---- Extracted material

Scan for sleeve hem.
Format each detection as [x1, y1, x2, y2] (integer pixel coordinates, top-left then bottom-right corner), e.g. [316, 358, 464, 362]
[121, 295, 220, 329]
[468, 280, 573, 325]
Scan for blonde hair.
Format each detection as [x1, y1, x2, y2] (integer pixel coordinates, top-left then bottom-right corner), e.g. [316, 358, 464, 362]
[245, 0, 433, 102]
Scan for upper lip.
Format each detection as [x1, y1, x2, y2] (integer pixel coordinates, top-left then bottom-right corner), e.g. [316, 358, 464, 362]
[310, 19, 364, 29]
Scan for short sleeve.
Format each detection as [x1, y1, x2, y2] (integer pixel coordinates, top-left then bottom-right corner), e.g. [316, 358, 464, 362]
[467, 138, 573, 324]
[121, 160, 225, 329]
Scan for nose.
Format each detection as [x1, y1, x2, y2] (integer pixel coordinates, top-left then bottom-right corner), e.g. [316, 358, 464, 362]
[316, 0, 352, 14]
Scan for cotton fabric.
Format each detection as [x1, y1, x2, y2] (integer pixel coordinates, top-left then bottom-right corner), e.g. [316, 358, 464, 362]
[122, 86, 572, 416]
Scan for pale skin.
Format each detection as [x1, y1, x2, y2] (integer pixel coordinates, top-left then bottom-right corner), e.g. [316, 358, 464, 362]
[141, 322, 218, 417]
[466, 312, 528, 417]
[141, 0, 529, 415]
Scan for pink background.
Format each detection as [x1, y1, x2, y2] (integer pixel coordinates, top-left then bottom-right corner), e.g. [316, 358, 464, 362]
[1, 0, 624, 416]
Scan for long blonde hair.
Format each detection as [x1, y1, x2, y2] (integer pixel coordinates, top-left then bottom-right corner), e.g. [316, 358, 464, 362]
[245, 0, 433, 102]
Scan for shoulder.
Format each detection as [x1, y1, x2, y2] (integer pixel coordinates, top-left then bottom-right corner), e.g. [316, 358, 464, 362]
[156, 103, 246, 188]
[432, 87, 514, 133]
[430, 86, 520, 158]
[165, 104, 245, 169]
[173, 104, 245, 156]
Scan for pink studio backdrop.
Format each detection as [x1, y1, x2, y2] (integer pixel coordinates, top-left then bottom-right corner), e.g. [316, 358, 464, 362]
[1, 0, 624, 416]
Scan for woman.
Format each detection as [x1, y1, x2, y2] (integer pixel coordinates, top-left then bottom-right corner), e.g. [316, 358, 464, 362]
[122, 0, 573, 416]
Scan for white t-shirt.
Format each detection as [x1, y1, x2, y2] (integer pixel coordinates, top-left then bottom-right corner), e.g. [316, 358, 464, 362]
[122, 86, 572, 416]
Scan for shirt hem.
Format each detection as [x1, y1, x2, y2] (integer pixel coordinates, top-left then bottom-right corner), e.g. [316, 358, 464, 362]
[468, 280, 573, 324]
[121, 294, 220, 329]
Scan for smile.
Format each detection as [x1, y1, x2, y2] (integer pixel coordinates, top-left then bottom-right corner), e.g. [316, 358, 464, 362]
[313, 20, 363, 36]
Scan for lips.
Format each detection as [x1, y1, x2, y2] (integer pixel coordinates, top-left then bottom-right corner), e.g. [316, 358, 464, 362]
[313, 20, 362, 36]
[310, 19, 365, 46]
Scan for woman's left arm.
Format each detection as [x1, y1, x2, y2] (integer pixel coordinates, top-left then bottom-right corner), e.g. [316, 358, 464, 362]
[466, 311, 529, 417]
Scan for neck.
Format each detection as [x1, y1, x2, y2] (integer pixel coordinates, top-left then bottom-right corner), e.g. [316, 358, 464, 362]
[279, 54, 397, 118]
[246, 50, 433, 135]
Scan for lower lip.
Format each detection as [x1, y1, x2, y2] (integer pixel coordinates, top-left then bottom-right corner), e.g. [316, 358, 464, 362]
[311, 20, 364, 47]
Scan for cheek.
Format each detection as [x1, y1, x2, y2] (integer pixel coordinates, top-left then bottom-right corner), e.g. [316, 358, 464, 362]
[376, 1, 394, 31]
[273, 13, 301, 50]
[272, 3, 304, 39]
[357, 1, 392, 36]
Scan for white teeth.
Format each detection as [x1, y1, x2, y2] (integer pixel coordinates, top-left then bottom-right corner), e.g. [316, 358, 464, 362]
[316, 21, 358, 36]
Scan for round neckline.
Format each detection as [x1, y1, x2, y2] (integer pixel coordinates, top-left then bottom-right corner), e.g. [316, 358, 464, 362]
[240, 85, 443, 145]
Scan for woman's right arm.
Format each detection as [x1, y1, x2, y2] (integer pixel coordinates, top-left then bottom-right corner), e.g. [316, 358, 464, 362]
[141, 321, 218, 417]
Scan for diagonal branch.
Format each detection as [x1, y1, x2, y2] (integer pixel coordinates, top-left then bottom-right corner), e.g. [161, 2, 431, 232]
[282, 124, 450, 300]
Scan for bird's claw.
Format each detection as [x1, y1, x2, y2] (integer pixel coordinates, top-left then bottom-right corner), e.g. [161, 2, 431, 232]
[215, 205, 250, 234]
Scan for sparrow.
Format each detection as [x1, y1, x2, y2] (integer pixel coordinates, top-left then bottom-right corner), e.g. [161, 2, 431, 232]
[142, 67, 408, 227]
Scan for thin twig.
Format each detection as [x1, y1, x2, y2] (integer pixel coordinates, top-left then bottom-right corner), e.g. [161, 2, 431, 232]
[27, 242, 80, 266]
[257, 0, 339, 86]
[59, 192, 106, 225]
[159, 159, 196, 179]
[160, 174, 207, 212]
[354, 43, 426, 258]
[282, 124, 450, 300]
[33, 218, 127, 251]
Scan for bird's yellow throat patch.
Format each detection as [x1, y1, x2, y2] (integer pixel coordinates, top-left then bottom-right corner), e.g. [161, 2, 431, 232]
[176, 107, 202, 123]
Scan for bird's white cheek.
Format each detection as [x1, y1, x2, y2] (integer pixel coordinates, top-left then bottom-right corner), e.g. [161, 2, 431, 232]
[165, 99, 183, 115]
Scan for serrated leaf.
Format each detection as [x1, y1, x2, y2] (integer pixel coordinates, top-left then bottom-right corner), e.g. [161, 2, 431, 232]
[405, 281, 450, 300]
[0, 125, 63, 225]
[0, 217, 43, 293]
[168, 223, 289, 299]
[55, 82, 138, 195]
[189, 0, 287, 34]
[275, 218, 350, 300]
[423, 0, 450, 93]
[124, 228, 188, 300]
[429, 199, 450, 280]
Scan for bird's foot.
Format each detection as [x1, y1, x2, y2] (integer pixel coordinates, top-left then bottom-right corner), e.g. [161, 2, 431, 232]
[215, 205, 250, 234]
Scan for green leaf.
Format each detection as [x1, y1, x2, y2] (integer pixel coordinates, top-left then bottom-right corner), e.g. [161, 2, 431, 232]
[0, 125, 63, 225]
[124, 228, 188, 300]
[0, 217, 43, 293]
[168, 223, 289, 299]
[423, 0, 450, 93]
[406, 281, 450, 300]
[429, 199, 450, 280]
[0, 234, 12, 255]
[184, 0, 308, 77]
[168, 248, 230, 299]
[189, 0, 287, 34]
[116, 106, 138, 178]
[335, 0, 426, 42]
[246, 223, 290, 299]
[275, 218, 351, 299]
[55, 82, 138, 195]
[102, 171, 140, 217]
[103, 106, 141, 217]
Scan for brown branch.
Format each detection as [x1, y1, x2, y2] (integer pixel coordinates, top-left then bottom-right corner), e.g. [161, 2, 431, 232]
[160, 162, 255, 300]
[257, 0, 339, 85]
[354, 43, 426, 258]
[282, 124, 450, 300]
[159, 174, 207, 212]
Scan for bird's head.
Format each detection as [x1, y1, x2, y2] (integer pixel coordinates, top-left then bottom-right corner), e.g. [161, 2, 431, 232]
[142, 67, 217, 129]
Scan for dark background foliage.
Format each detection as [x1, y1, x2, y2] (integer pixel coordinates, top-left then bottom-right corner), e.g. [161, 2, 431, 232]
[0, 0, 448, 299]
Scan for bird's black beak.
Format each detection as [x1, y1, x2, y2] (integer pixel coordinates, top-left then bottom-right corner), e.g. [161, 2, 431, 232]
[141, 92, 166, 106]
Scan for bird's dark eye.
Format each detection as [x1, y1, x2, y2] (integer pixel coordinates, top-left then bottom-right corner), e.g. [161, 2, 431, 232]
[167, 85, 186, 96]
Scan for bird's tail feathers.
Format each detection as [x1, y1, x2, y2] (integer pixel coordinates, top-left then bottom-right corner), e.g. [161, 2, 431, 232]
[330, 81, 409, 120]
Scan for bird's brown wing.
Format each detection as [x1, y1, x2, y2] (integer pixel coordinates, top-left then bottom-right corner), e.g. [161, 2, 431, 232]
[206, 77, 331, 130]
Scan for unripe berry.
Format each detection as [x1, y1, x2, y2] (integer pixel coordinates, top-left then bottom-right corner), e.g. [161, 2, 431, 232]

--------

**What to produce**
Look over the records above, and wherever a line contains the string "branch", copy that line.

**Solution to this task**
Scan for diagonal branch.
Scan for brown branch.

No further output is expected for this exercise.